People: What do you want to do later in life?
Me: I don’t really see myself as the career type. I just want to have lots of kids, maybe 5 and be an awesome Mum!
That really was my answer, because that’s what I wanted. I thought it’d be much easier than climbing the career ladder…clearly I was wrong. But at the time I thought having a successful career was a nice idea but it just didn’t feel right for me and felt like a lot of hard work which I frankly could not be fucked with. Saying that, I still went to university, got a degree and a masters, even landed myself a pretty decent grad job but my heart was never in all of that kinda stuff. I did it…well, because everyone else was doing it.
And I continued doing it, it being faking the career woman life. I mean the job part sucked ass but I lived and worked in some cool places and experienced some pretty awesome stuff so I just carried on. And if I’m honest I just thought I’d meet THE ONE at some point along the way and then I could reveal my true self and just be a baby making machine, you know?
But alas, it didn’t happen. My guy hasn’t come along yet, I say yet because one should always remain optimistic and the universe is always listening. A lesson I’ve only learned in recent months hence why my life thus far has been some what of a shit show. Anyway many of you might be thinking that I should stop moaning and there’s plenty of time. But you see, that’s the tea…my time is almost up.
I had an inkling for about a month or so but last week I spoke to the Doctor and my suspicions were right…menopause looms. I’m not quite there yet but it’s probably just around the corner.
So now what? Well, I don’t know really. Mother Nature is telling me I probably won’t be birthing a child so I guess that’s that. I mean I could go and find some random guy to knock me up but at this stage I very much doubt a one nighter is going to do it. And of course, that’s not the way I would want it to happen in an ideal world so…
I think I’m still processing. Up until now I’ve never really cared too much about my age. Since leaving university many moons ago I’ve always been the oldest in most of my friendship circles. But I didn’t feel much older than most of my friends and having been blessed with good genes I definitely didn’t look it either. But now, yeah now I guess I do feel kinda old.
The closer to 40 I got the conversations I had with myself about babies changed. There were times when I thought I didn’t want kids anymore. I’d gotten so used to being by myself and having that single gal freedom, did I even have time for a child? I mean, of course that was absolute bollocks. It’s not like I was living a glamorous life full of adventures. I was sat at home most of the time watching Netflix, drinking my feelings and talking to my dog.
Oh and you know what was really annoying and sometimes fairly soul crushing? The people who were somewhat lacking in tact and the ability to keep their nose out. My favourite lines were ‘you’re a natural, you’d make an excellent mother’ or ‘when are you going to have children?’. Ugh!
Anyway I guess for the most part I was trying to convince myself that maybe motherhood wasn’t for me. Maybe it isn’t. Who knows?! But what I do know is that the ability to make that choice for myself is fading. And that makes me really sad.

■ **WORK TASK 1**
Say whether each statement agrees with the post above about motherhood, answering yes or no and quoting the words that decide it: (a) The writer never went to university. (b) Last week a doctor confirmed what the writer suspected. (c) The writer has usually been the oldest in most friendship circles.
■ **WORK TASK 2**
In the post above about motherhood, how many children did the writer once say she wanted?

■ **INFORMATION SUPPLIED**
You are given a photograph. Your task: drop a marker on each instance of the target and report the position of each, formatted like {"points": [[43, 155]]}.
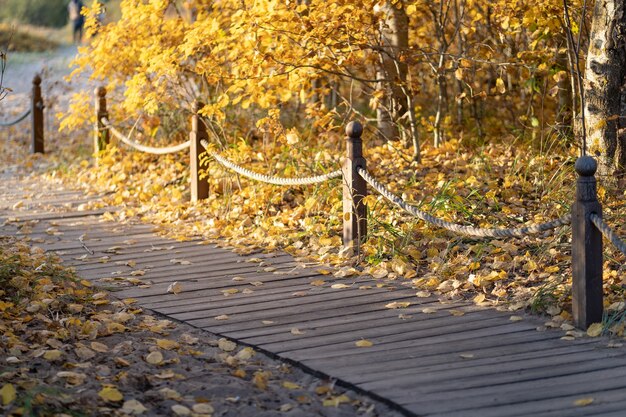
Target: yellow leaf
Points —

■ **TASK SOLUTION 1**
(a) No: "I still went to university, got a degree and a masters"
(b) Yes: "last week I spoke to the Doctor and my suspicions were right…menopause looms."
(c) Yes: "I’ve always been the oldest in most of my friendship circles."

■ **TASK SOLUTION 2**
Lots of kids, "maybe 5".